■ **Exercise materials**:
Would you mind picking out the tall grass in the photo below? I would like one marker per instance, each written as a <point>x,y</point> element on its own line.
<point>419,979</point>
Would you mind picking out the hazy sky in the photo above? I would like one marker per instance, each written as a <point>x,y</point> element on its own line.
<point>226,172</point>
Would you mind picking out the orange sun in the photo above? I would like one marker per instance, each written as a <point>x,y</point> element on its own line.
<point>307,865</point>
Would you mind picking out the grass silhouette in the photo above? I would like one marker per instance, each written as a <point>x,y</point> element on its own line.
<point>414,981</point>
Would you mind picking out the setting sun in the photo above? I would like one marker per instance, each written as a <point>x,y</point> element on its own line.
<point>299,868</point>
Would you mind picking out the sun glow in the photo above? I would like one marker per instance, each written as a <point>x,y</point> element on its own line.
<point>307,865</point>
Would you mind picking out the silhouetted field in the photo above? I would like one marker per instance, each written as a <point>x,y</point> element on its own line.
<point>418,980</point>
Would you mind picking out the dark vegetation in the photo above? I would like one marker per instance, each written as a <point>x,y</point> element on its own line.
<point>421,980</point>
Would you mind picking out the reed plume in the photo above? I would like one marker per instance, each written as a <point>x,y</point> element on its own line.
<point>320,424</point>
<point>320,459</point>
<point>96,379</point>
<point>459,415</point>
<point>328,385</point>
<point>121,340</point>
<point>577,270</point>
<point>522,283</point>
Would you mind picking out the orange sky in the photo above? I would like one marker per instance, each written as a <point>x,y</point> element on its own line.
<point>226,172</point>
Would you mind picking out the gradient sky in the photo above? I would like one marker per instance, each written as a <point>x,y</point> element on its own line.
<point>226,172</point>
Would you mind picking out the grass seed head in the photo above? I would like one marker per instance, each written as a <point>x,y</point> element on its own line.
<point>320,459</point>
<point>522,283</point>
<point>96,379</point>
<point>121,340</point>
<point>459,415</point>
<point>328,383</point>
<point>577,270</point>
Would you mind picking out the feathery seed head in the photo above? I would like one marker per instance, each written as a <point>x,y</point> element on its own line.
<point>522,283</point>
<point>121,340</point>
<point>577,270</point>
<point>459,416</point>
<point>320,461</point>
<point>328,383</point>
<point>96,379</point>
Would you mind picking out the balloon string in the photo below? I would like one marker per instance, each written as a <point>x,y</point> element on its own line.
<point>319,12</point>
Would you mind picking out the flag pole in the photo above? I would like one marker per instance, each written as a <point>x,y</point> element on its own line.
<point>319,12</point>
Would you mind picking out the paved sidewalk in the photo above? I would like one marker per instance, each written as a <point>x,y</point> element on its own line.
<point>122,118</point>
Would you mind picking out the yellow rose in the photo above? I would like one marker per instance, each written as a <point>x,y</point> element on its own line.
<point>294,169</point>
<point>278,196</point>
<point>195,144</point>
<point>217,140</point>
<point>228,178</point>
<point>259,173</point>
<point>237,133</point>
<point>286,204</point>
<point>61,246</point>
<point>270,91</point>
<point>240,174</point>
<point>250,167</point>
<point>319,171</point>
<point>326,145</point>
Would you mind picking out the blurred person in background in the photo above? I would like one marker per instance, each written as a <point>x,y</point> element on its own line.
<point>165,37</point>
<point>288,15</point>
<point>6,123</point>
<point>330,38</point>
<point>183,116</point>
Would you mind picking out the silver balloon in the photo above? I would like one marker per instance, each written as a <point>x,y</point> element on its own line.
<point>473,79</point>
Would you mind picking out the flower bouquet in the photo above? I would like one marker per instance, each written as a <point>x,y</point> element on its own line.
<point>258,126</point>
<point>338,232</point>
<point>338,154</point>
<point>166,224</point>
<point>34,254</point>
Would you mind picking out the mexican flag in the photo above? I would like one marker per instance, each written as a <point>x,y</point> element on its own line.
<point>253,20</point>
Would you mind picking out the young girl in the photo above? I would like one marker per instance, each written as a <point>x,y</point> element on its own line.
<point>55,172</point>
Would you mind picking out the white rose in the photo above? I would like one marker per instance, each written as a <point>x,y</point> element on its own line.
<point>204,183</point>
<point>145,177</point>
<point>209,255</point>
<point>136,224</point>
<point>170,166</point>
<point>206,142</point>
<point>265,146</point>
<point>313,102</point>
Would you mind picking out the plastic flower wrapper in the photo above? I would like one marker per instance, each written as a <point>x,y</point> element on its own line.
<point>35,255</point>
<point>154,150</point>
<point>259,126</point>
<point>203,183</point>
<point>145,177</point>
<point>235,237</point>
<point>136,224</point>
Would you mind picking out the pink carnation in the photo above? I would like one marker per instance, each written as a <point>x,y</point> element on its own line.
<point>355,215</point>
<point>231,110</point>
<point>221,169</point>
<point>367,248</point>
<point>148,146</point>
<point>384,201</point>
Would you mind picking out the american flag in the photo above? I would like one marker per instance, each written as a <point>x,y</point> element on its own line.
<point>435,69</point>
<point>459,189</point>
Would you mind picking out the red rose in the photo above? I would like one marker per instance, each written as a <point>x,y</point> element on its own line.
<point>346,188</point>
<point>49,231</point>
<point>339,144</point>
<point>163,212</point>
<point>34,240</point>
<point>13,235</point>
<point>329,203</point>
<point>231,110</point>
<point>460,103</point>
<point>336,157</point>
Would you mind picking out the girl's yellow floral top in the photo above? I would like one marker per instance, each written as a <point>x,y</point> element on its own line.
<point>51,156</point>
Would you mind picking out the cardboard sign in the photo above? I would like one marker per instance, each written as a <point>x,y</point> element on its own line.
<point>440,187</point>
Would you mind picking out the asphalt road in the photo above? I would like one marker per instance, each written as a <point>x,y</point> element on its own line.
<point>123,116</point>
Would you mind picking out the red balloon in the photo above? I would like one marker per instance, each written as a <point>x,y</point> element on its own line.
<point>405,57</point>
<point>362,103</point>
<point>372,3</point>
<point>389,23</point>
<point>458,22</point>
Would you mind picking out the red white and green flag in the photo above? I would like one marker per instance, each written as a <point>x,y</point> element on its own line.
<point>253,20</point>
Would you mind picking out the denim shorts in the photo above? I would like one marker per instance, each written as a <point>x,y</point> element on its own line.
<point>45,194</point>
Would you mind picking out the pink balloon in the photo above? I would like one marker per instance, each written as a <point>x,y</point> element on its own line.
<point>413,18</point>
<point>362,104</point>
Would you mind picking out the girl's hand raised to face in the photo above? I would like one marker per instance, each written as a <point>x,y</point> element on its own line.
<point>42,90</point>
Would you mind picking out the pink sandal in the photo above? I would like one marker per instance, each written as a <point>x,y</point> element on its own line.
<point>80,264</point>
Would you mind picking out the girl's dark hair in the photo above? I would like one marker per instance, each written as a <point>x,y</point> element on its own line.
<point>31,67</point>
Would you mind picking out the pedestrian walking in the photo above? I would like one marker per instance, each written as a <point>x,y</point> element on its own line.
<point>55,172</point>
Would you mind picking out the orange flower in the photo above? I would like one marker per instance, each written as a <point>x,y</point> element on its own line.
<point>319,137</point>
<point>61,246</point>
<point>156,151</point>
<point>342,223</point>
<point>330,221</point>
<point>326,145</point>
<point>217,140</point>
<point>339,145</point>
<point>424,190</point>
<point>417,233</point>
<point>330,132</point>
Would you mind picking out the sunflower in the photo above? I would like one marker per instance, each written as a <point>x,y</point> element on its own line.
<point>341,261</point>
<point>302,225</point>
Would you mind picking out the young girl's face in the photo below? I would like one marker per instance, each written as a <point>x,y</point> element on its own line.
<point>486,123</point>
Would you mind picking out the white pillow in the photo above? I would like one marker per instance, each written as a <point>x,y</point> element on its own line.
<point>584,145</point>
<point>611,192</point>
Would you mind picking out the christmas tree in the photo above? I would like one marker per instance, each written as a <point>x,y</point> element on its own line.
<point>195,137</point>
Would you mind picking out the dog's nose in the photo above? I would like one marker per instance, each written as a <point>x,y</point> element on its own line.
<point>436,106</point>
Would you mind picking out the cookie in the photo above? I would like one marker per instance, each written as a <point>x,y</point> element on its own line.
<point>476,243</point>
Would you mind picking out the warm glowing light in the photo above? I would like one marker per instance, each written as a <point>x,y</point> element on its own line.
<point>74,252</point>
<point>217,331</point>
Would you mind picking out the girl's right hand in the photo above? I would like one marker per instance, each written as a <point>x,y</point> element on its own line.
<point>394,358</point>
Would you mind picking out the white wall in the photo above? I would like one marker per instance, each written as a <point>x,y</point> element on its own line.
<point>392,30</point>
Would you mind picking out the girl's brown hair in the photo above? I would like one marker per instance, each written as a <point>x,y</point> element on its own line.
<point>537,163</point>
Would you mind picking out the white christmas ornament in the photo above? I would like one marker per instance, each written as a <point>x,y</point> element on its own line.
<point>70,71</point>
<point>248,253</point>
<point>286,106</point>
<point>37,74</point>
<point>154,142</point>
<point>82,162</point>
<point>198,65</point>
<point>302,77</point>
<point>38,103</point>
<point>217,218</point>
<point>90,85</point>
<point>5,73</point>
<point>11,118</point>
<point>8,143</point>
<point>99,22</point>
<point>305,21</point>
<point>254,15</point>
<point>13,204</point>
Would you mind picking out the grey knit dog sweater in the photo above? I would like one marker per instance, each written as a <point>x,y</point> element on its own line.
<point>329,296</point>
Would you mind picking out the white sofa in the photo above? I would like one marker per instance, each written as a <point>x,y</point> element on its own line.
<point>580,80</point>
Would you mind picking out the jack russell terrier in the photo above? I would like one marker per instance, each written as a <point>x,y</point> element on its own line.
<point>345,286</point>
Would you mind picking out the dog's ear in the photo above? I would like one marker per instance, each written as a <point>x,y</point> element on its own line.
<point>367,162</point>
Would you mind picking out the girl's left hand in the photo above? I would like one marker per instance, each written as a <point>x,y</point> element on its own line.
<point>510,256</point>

■ **Task description**:
The answer must be the line containing "Would you mind picking out the dog's ear" and every line after it to the end of the data, each set down exactly.

■ **Answer box**:
Would you mind picking out the dog's ear in the photo above? I would like one marker per instance, each written as a <point>x,y</point> element on its own line.
<point>367,162</point>
Would you mind picking out the girl's left hand in the photo above? I would like one marker per instance, each written as a <point>x,y</point> element on its own line.
<point>510,256</point>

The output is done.